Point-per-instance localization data
════

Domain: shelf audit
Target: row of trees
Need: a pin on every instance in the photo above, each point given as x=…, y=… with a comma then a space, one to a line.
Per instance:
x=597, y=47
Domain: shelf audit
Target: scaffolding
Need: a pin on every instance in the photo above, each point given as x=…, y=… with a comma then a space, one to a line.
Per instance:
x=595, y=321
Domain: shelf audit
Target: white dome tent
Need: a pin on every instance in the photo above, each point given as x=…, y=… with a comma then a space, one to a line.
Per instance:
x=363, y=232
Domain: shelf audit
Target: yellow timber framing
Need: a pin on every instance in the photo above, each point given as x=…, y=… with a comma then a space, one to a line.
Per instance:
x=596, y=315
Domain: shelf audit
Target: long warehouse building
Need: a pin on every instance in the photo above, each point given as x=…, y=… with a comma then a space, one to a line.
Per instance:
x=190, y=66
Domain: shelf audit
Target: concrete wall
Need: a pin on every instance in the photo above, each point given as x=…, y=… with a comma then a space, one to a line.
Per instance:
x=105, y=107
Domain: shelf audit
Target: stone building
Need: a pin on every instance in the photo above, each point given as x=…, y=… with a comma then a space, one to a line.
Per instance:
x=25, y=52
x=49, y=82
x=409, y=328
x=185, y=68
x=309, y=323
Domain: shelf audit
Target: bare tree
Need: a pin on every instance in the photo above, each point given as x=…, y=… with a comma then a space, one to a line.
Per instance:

════

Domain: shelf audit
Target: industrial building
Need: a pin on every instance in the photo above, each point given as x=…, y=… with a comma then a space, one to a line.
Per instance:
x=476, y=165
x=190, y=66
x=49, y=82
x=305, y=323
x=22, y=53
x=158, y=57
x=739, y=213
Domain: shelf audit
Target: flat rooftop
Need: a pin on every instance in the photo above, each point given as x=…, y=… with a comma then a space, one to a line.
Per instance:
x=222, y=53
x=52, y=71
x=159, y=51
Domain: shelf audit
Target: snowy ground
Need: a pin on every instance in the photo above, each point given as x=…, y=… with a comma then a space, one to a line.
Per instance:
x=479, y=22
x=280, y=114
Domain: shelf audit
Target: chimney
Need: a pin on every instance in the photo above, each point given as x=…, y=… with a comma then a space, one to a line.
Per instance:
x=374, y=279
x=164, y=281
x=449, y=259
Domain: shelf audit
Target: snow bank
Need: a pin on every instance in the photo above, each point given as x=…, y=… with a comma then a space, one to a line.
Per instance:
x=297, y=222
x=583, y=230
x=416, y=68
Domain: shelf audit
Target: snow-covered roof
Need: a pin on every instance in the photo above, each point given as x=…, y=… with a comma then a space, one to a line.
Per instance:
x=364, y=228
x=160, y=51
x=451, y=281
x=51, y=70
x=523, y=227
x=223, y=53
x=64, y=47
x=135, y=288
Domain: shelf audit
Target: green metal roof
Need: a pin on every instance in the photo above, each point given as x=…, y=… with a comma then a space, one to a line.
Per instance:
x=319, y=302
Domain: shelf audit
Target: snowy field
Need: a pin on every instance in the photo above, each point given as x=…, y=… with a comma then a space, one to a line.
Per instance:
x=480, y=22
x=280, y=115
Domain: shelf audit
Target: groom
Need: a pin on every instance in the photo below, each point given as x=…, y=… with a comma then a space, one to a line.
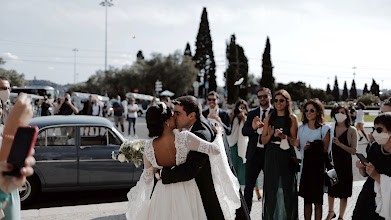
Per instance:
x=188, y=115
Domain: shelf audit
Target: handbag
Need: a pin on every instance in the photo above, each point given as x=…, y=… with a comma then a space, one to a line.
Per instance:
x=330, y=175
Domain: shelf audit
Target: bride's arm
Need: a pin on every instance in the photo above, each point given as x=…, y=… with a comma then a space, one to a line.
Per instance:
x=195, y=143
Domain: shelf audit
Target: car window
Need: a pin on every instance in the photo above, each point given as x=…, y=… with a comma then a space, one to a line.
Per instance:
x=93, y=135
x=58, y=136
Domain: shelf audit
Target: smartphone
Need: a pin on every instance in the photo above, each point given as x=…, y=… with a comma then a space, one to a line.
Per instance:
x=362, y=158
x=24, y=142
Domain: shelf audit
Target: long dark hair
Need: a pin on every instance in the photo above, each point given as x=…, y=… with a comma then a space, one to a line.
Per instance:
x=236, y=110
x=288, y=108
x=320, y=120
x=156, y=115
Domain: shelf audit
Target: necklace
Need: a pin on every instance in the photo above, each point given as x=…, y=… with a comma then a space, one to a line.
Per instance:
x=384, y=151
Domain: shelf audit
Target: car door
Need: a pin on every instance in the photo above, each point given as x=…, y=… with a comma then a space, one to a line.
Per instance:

════

### About this task
The output is the stretch above from the line with "Target: chimney" through the line with "Target: long dark hair", copied word for word with both ends kept and every picture dropped.

### Written response
Target: chimney
Need: a pin on every instance in the photo above, each point given as x=…, y=… with a comma then a space, one to a line.
Per instance:
x=374, y=279
x=164, y=281
x=449, y=259
Domain: shelf audit
Target: snow bank
Need: a pin on every instance in the photo above, each point given as x=…, y=… with a comma then a space, one to a line.
Per instance:
x=297, y=222
x=583, y=230
x=416, y=68
Domain: shelf audit
Target: snow-covered roof
Need: a pin on every instance in the photo above, each point given as x=…, y=… with a comma then a space, one to a line.
Per instance:
x=364, y=228
x=160, y=51
x=451, y=281
x=51, y=70
x=523, y=227
x=223, y=53
x=64, y=47
x=135, y=288
Domain: shelf audit
Target: green metal roof
Need: a pin on every instance in the photo above, each point given as x=…, y=… with a comma then a space, one to a line.
Per instance:
x=319, y=302
Domain: shelf audit
Target: snowy field
Need: a pin on every instance in the photo above, each point given as x=…, y=… with a comma then a space, one to a line.
Per instance:
x=480, y=22
x=280, y=115
Domain: shelf audit
Target: groom
Need: a pin on every instance in the photo below, each point given as x=…, y=… with a comma then a space, one to a line.
Per instance:
x=188, y=115
Domain: shelf audit
Target: handbag
Need: a pin on every instance in the photo above, each point given as x=…, y=… with a comma then a space, one to a line.
Per instance:
x=330, y=175
Domain: shelf audit
Target: bride's arm
Need: a pin on every instance in the photo above, each point given as x=…, y=… with a comma then a space, one to a line.
Per instance:
x=195, y=143
Domain: shelf audit
Target: car window
Need: a pin on every instance in the photo above, each point given as x=…, y=… with a comma then a space, one to a line.
Per instance:
x=93, y=135
x=58, y=136
Domain: shelf audit
Target: smartphone
Need: a pin on every instance in the photo above, each point given as x=…, y=… with a comma then a space, one to a line.
Per instance:
x=362, y=158
x=24, y=142
Domain: shelf audit
Target: long dark hair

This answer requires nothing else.